# Work task A
According to the article below on Formula 1 data, roughly how much data did F1 stream between its trackside technical center and its UK broadcast hub on race weekends two years ago?
# Work task B
Summarize the article below on Formula 1 data in two sentences.
# Work task C
Extend the article below on Formula 1 data, picking up after its final sentence.

# Text shown
Imagine streaming 130 million songs in a single weekend. Or binge-watching 162,500 hours of 4K Netflix. Or reading the entire Library of Congress, 32 times over, in just three days. That’s basically the equivalent of how much data Formula 1 moves every single race weekend.

Two years ago, Formula 1 streamed roughly 500 terabytes of data between its trackside technical center and its UK broadcast hub on race weekends. Today that number is up to 650 terabytes: a 30% jump in just 24 months, and a signal that maybe the world’s most data-intensive sport is racing toward a future where artificial intelligence, edge computing, and real-time telemetry are essentially omnipresent.

I recently had the opportunity to chat with Chris Roberts, who leads F1’s IT team, and Milo Speranzo of Lenovo, F1’s global technology partner, to talk about where all those extra bytes are coming from, and where they’re going.

“We are not nice people,” Roberts said jokingly when I asked him about the challenge of putting together the hardware and software that helps F1 manage and broadcast races. Speranzo laughed and disagreed.

But it’s a formidable data challenge.

The race cars that rocket around a Formula 1 track at over 200 miles per hour might look like the world’s fastest racing machines on wheels, and they are. But under the surface, they’re really data-spawning monsters. Each of the 22 cars on a 2026 Formula 1 grid carries 300 sensors that generate more than 1 million data points every single second. Add it up over a full race weekend, and F1’s race cars will create roughly eight terabytes of telemetry alone, giving Mercedes, Red Bull, McLaren and every other team massive amounts of data on engine performance, suspension behavior, gearbox efficiency, fuel flow, G-forces, driver inputs and more.

And car telemetry is only one source of data at a Formula 1 race.

F1 also deploys 28 ultra-high-definition track cameras, between four to six cameras embedded in kerbs, bridges and barriers, plus a gyro-stabilized helicopter cam, mobile cameras throughout the pit lane, over 100 on-car cameras across the field, plus drone cameras. A non-live 360-degree camera on every car captures another 480 GB of footage per race and up to 150 microphones are deployed around each circuit to capture the sounds as well as the images of the race.

# Entries shown

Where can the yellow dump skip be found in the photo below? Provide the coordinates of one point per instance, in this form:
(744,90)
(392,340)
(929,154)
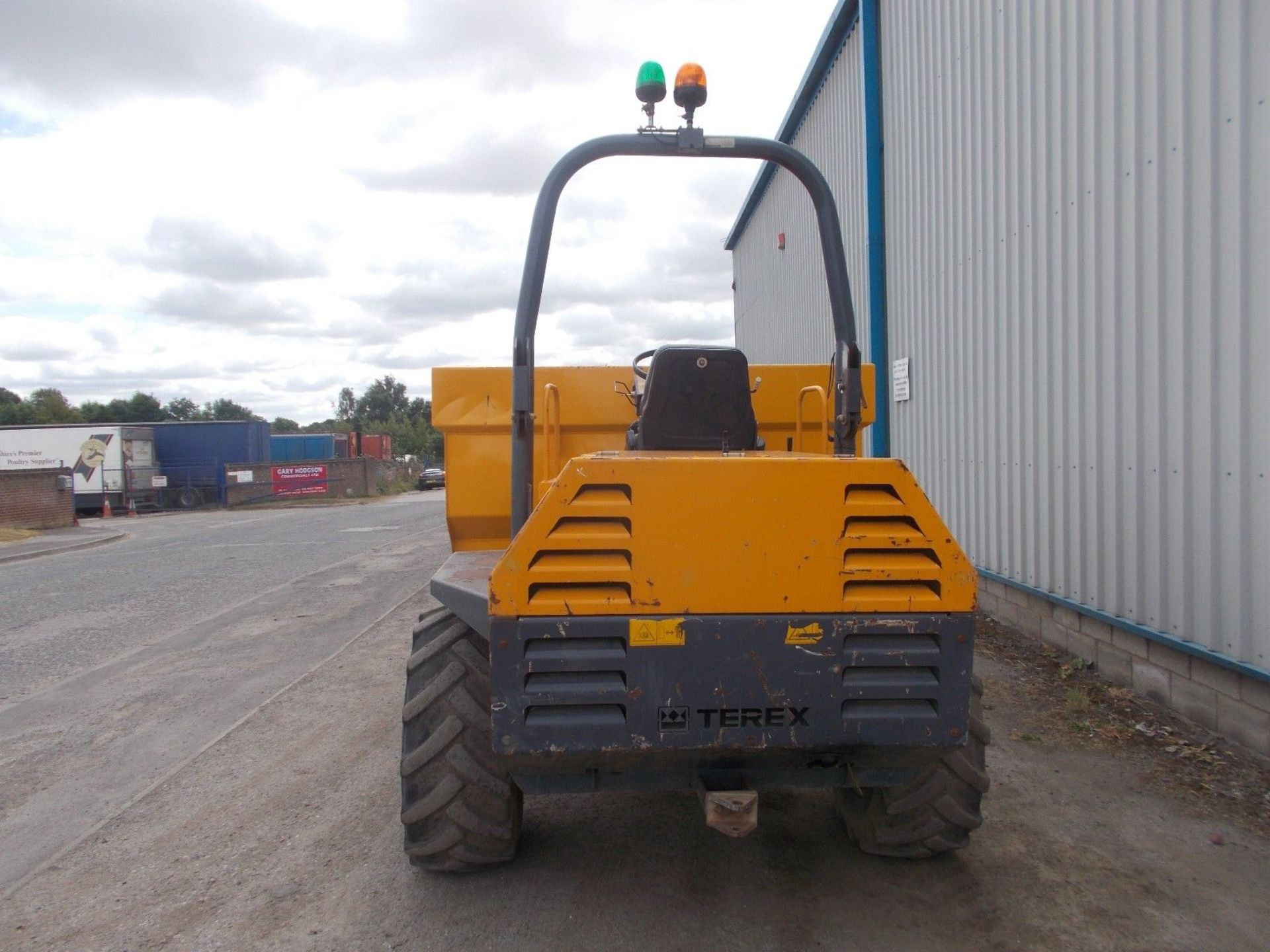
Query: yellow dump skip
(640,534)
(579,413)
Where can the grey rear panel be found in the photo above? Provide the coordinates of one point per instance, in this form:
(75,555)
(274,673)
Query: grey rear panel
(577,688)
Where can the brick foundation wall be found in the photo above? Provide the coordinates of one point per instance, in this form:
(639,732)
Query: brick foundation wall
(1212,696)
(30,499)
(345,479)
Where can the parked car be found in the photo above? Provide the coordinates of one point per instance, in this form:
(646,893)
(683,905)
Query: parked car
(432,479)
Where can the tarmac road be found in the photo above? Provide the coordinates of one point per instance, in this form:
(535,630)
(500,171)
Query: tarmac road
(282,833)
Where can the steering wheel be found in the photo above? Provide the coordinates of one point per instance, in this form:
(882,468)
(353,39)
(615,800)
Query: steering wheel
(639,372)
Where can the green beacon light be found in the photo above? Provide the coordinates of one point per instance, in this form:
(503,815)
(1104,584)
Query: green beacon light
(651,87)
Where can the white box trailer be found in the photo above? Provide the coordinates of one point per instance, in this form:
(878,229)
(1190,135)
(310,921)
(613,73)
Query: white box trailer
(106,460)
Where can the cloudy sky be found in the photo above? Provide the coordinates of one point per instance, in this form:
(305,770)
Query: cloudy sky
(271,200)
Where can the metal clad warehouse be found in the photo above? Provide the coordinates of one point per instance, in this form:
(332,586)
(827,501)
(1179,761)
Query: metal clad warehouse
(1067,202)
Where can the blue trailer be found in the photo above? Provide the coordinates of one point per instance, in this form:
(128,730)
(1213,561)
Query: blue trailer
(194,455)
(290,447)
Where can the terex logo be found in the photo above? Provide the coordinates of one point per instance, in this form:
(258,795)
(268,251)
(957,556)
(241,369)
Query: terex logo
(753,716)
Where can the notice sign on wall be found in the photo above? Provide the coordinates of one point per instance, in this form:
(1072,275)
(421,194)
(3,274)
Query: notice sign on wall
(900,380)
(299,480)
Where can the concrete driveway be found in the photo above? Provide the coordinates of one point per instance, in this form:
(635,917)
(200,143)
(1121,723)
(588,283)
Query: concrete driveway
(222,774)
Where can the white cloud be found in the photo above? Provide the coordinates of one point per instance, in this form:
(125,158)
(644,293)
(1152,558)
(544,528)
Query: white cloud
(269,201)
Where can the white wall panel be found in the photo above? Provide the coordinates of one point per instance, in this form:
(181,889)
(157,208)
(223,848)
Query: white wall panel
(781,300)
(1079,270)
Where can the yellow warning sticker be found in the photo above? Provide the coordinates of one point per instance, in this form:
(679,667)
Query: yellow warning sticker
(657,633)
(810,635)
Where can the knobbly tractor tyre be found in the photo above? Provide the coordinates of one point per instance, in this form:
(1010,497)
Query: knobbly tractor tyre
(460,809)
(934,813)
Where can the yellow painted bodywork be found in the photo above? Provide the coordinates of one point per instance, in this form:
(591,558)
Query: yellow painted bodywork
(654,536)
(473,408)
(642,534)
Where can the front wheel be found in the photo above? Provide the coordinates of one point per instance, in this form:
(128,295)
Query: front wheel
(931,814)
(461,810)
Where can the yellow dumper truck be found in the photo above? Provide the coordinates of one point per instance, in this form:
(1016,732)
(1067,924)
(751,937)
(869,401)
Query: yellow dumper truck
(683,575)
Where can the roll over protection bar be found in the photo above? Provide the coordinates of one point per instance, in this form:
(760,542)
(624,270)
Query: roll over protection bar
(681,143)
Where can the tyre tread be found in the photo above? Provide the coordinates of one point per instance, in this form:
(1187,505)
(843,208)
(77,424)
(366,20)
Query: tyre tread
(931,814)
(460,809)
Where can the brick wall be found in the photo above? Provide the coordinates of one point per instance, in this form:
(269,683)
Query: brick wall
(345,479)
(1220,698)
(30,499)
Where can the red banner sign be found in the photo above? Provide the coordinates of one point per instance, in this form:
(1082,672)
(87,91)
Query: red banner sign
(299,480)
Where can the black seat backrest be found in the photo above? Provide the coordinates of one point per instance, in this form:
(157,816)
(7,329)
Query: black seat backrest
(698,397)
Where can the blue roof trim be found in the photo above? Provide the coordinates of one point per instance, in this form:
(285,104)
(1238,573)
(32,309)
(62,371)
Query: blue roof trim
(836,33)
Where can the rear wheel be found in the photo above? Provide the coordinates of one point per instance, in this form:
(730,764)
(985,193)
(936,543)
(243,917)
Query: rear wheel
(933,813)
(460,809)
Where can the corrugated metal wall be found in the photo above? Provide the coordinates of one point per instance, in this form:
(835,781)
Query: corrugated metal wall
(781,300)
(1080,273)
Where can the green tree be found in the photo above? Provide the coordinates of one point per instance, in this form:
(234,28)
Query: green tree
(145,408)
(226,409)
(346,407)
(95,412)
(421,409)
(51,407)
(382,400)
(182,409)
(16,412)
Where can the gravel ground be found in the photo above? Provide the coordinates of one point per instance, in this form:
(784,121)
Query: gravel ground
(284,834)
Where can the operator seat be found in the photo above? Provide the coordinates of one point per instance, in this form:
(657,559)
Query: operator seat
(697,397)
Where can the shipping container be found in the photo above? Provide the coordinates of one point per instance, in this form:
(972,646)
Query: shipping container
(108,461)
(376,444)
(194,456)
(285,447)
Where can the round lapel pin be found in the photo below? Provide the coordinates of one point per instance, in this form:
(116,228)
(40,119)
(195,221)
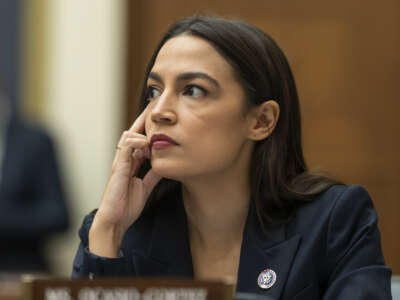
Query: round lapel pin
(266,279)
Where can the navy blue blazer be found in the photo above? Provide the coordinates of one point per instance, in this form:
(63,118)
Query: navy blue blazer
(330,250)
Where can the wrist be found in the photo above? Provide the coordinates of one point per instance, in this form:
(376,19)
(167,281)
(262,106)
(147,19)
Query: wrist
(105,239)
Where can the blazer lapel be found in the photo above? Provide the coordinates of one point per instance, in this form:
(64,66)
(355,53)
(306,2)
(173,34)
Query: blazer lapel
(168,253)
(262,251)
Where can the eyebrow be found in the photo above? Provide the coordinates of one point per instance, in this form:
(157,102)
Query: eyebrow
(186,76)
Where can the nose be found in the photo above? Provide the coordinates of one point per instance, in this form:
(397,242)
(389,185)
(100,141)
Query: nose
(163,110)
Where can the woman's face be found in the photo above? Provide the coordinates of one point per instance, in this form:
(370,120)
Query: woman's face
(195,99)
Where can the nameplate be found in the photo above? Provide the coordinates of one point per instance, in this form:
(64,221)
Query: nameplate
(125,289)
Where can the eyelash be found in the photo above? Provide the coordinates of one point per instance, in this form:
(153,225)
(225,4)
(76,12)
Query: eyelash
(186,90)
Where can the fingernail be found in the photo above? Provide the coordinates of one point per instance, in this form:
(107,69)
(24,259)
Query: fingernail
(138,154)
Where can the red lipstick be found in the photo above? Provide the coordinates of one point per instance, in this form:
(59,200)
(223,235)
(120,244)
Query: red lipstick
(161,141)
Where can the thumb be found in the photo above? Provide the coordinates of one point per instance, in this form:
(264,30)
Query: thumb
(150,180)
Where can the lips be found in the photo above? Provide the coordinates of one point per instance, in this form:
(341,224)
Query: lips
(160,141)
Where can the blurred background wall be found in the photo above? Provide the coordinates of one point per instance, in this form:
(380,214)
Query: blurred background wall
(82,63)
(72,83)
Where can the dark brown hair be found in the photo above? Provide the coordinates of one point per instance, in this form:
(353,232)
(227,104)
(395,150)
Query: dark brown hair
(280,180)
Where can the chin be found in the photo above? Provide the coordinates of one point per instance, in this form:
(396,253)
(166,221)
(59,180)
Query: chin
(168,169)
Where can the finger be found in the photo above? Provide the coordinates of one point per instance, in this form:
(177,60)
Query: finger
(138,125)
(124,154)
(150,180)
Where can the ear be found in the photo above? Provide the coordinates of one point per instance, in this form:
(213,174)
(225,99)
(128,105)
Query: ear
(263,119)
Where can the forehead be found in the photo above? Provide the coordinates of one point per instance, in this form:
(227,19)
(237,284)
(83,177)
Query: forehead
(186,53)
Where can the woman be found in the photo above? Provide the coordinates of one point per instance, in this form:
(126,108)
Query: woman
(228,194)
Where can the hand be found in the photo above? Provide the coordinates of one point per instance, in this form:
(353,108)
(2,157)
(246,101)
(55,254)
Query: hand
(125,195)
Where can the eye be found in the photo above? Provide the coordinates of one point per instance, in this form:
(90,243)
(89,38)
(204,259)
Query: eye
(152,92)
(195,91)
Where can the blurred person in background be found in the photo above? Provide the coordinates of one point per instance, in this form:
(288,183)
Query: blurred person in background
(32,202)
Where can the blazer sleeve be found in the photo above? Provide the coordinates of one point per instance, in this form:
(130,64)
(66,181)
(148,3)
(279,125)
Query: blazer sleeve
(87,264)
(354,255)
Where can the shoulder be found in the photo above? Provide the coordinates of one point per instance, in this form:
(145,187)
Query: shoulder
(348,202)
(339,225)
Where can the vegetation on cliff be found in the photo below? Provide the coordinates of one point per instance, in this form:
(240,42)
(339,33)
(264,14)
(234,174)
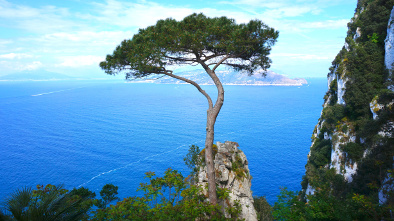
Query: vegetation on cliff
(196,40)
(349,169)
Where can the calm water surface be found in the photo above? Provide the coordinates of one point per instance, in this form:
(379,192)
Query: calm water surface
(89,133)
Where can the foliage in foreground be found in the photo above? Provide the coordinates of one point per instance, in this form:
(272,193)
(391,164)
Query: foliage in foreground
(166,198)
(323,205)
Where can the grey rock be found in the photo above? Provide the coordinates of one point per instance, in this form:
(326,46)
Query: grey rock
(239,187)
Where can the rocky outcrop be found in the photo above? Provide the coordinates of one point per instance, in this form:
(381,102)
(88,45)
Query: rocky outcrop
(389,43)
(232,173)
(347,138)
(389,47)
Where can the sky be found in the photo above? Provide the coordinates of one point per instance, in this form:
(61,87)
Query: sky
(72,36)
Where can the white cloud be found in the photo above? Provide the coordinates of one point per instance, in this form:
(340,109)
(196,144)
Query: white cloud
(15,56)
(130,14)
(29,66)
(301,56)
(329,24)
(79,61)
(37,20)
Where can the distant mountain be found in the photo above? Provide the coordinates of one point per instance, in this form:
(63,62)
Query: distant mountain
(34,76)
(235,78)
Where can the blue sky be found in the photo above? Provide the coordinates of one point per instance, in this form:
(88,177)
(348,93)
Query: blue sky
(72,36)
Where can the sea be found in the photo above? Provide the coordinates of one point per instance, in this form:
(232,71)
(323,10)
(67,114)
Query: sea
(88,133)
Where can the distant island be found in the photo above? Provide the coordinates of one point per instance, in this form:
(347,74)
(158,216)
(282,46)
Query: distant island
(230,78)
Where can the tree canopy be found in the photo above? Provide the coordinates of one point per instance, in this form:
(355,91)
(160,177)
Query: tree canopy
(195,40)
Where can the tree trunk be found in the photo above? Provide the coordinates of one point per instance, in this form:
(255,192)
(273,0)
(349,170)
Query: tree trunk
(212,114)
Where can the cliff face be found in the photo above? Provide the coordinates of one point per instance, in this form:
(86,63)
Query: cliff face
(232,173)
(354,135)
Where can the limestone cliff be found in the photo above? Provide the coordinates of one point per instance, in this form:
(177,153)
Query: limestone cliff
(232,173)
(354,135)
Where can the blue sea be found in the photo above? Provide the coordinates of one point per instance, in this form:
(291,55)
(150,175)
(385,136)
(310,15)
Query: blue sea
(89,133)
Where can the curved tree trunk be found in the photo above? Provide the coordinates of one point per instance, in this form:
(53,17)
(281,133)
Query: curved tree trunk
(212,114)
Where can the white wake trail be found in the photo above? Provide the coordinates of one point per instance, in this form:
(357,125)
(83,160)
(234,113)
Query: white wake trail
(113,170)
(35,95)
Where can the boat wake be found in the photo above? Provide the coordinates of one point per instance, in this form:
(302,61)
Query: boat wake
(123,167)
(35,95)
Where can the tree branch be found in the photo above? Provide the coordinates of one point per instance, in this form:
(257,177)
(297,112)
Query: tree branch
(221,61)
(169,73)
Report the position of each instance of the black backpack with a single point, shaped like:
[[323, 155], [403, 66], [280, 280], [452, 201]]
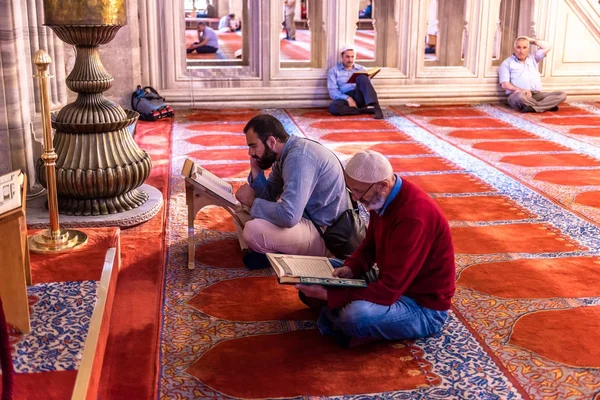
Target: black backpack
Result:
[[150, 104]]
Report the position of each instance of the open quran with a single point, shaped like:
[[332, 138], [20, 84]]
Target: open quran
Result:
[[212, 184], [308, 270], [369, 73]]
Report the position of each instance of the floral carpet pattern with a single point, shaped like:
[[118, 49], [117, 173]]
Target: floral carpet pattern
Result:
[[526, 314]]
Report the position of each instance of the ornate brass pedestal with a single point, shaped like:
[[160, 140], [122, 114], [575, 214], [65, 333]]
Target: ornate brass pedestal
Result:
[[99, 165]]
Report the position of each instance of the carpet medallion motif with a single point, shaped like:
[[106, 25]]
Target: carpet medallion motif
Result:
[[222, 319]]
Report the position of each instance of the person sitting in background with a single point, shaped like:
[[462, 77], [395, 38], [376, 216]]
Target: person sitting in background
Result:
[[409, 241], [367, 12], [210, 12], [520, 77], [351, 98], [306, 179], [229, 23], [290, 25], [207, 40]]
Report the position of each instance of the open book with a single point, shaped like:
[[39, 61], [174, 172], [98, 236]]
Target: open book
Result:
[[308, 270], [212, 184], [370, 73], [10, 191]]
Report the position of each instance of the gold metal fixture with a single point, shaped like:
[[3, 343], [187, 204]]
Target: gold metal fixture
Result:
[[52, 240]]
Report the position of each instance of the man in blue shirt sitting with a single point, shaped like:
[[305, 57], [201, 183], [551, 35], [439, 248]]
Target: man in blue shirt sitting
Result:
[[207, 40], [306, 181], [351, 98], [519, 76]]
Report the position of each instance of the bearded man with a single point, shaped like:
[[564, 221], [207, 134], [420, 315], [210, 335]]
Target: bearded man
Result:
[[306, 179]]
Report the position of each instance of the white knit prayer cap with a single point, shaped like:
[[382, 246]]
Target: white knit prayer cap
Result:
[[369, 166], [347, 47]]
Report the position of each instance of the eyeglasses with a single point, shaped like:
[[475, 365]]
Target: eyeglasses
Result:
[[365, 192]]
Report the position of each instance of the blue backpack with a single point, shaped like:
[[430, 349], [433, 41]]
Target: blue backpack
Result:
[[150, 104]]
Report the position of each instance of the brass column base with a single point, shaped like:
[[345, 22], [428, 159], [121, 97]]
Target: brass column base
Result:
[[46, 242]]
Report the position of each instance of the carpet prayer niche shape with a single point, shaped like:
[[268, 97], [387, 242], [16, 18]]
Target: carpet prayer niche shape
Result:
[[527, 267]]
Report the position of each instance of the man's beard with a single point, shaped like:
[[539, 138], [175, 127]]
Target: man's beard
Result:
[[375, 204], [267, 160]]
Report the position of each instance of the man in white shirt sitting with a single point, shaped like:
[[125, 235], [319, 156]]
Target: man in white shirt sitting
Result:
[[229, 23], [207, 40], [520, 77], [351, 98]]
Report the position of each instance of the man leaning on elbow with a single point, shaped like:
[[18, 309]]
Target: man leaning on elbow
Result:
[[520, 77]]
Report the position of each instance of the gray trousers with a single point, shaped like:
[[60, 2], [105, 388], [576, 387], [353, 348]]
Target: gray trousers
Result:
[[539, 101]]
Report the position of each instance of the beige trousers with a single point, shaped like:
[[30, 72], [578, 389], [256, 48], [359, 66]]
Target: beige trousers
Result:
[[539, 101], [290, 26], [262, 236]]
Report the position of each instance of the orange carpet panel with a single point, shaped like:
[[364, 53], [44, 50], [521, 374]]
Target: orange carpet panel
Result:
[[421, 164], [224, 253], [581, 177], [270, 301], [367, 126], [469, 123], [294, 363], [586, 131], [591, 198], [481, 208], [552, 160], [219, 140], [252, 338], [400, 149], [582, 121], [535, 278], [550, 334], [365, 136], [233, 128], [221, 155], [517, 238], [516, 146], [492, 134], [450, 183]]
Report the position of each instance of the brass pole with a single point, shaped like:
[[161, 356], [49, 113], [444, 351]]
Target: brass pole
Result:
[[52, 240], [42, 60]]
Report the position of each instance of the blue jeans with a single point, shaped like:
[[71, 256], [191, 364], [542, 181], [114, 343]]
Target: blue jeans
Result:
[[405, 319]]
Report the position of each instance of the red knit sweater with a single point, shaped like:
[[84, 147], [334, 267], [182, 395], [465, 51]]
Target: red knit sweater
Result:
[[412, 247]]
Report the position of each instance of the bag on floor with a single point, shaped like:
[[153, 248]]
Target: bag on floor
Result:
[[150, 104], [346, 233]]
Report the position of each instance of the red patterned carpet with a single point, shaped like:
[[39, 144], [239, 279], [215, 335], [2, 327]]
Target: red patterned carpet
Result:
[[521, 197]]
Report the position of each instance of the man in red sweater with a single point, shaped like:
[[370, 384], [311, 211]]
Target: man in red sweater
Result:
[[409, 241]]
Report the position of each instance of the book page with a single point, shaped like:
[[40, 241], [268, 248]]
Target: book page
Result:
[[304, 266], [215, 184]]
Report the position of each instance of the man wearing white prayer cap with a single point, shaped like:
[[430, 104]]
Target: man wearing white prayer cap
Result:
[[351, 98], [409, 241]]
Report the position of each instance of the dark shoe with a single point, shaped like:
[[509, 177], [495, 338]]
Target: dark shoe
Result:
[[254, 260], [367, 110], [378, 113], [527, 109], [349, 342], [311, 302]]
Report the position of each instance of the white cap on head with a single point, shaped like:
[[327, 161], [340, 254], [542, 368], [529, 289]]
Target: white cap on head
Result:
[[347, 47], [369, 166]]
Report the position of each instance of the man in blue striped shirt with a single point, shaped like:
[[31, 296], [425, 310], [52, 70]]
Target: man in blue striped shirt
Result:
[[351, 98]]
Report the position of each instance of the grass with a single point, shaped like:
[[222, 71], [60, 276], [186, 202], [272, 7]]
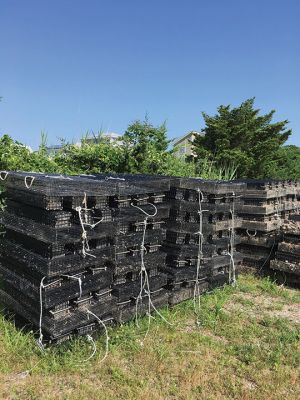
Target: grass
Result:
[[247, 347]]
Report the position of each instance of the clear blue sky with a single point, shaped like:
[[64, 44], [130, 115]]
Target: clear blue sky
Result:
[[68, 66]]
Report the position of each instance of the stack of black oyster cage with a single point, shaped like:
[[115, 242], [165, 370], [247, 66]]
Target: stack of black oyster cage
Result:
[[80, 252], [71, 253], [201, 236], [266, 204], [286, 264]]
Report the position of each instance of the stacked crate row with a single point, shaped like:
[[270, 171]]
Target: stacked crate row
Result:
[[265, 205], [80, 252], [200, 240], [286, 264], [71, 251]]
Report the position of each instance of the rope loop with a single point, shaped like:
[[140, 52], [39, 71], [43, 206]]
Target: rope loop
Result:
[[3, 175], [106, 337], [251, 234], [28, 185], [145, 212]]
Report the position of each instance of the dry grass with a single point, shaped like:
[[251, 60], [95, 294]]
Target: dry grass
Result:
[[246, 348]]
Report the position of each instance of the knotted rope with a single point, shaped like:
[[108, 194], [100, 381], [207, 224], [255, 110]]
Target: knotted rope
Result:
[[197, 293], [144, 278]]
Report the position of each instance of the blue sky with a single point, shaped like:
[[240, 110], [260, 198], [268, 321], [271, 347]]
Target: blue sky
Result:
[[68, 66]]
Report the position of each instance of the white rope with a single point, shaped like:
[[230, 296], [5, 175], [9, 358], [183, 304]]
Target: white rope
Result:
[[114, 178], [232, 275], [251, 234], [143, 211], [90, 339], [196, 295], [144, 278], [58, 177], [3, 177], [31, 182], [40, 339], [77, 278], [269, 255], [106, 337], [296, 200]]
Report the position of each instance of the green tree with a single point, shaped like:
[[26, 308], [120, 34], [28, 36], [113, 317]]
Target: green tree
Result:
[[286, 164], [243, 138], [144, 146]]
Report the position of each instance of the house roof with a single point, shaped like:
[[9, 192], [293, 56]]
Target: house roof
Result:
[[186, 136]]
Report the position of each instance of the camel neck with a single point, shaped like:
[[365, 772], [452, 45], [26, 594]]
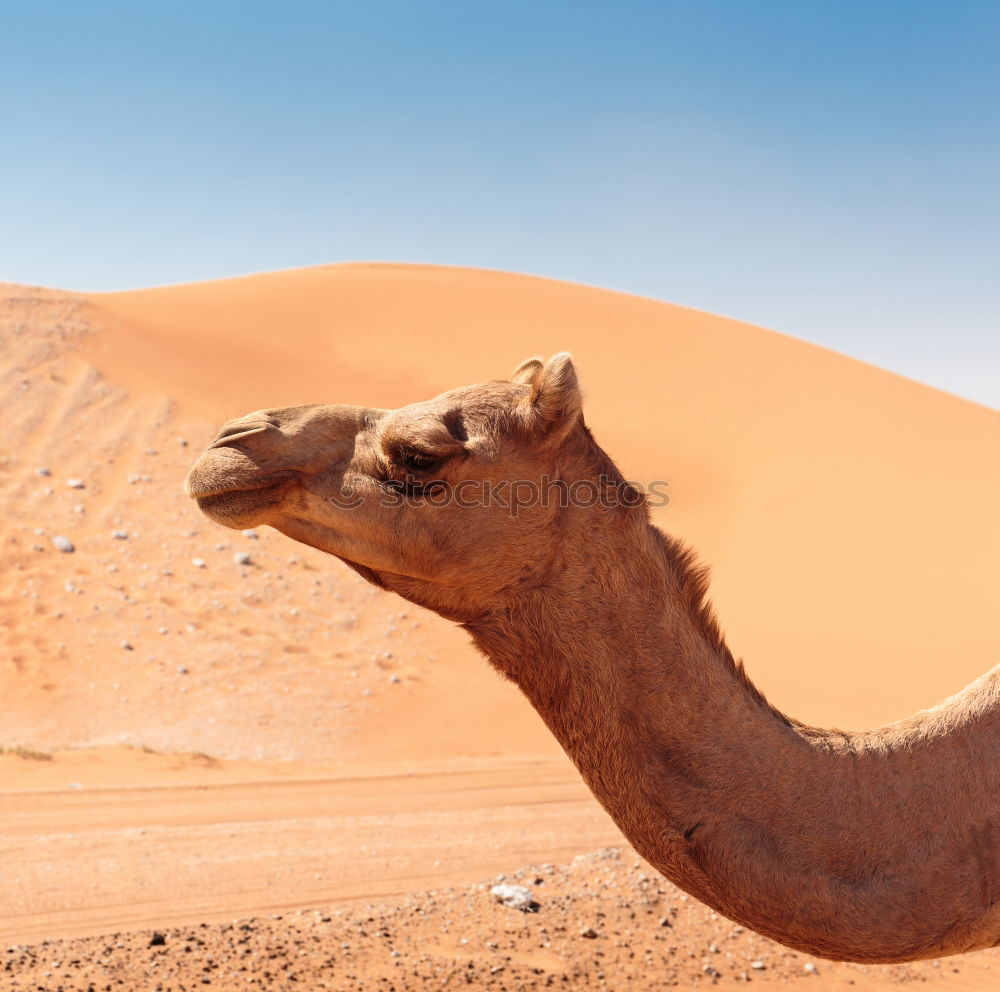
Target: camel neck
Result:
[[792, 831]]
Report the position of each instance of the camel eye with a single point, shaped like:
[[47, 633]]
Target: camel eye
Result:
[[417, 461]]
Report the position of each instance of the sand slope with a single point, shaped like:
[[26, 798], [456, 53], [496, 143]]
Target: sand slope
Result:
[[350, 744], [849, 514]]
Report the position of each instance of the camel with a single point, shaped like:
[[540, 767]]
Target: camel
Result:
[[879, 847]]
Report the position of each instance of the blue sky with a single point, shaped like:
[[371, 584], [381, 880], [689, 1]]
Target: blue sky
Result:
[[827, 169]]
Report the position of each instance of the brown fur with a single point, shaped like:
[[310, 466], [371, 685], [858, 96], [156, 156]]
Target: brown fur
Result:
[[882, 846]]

# Answer A
Roughly 500 terabytes.

# Answer B
Formula 1 now streams about 650 terabytes of data between its trackside technical center and its UK broadcast hub each race weekend, a 30% rise from roughly 500 terabytes two years ago. Sources of that data include the cars, each carrying 300 sensors that generate more than a million data points per second, along with a wide array of track, on-car, helicopter and drone cameras and up to 150 microphones around each circuit.

# Answer C
All of that data funnels through a roving technical center that gets disassembled after every race and shipped to the next location. It’s “the biggest, most complex transportable facility of its type in the world,” Roberts says, housing 750 pieces of equipment running 40 bespoke software systems running on Lenovo servers that provide 1.4 terahertz of CPU across 512 cores, 8.2 TB of RAM, and 100 TB of all-flash storage.

The data is growing because the audience is changing

It might look like data growth in F1 is purely a function of more sensors and higher-resolution cameras. That’s a big part of the story, sure, but another major driver is who’s watching today.

Formula 1’s global fanbase now stands at 827 million, Roberts says. That’s a 12% year-over-year increase and a 63% jump compared to 2018. More telling is the demographic shift: 43% of fans are now under 35 and 42% are female. F1 now says it has 300 million fans in China and India: relatively new markets for motorsport.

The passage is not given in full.